What is needed
Copy out each of the following rows word for word, with no changes.

Data section
<<<<

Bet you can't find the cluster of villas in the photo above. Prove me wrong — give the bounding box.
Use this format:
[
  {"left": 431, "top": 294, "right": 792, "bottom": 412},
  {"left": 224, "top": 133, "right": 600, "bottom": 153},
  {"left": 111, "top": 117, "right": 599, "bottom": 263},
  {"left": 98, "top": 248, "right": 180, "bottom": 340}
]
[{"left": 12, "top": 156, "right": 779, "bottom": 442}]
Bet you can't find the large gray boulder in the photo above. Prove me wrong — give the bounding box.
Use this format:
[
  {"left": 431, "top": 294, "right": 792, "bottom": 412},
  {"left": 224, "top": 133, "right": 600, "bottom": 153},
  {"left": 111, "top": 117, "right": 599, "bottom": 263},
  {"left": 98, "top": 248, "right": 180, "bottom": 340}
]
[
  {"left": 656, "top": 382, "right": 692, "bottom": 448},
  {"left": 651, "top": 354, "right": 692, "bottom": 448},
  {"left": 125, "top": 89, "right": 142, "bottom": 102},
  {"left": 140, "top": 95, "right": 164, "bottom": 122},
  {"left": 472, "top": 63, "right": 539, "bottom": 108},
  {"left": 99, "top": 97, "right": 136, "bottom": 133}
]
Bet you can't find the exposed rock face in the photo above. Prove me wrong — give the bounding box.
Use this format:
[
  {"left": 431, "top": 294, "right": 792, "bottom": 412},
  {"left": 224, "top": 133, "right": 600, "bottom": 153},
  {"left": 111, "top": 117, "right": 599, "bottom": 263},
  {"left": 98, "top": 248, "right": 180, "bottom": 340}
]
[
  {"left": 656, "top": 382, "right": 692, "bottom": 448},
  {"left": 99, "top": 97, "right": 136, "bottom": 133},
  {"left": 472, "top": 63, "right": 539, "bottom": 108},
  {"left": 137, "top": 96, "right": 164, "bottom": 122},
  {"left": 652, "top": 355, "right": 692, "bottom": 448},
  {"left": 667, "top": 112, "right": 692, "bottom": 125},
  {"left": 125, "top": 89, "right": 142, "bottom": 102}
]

>>>>

Problem solution
Bet you can't find the cluster of villas in the photo above. Prove me wrong — give the bounding box.
Use this format:
[
  {"left": 431, "top": 294, "right": 792, "bottom": 412},
  {"left": 224, "top": 133, "right": 600, "bottom": 153},
  {"left": 111, "top": 117, "right": 599, "bottom": 263},
  {"left": 98, "top": 248, "right": 180, "bottom": 340}
]
[{"left": 12, "top": 156, "right": 779, "bottom": 442}]
Bet you can't find the large gray boulder in the photo above. Prove me wrong — give the bounding box.
Use this format:
[
  {"left": 431, "top": 294, "right": 792, "bottom": 412},
  {"left": 224, "top": 133, "right": 600, "bottom": 153},
  {"left": 111, "top": 117, "right": 599, "bottom": 263},
  {"left": 98, "top": 248, "right": 180, "bottom": 340}
]
[
  {"left": 656, "top": 382, "right": 692, "bottom": 448},
  {"left": 651, "top": 354, "right": 692, "bottom": 448},
  {"left": 125, "top": 89, "right": 142, "bottom": 102},
  {"left": 140, "top": 95, "right": 164, "bottom": 122},
  {"left": 472, "top": 63, "right": 539, "bottom": 108},
  {"left": 99, "top": 97, "right": 136, "bottom": 133}
]
Bet you can't find the exposed rock face in the photo above. Prove me wrong — give the bounding box.
Use this format:
[
  {"left": 431, "top": 294, "right": 792, "bottom": 412},
  {"left": 224, "top": 133, "right": 600, "bottom": 153},
  {"left": 111, "top": 117, "right": 599, "bottom": 263},
  {"left": 98, "top": 248, "right": 180, "bottom": 340}
]
[
  {"left": 656, "top": 382, "right": 692, "bottom": 448},
  {"left": 99, "top": 97, "right": 136, "bottom": 133},
  {"left": 472, "top": 63, "right": 539, "bottom": 108},
  {"left": 137, "top": 96, "right": 164, "bottom": 122},
  {"left": 652, "top": 355, "right": 692, "bottom": 448},
  {"left": 667, "top": 112, "right": 692, "bottom": 125},
  {"left": 125, "top": 89, "right": 142, "bottom": 102}
]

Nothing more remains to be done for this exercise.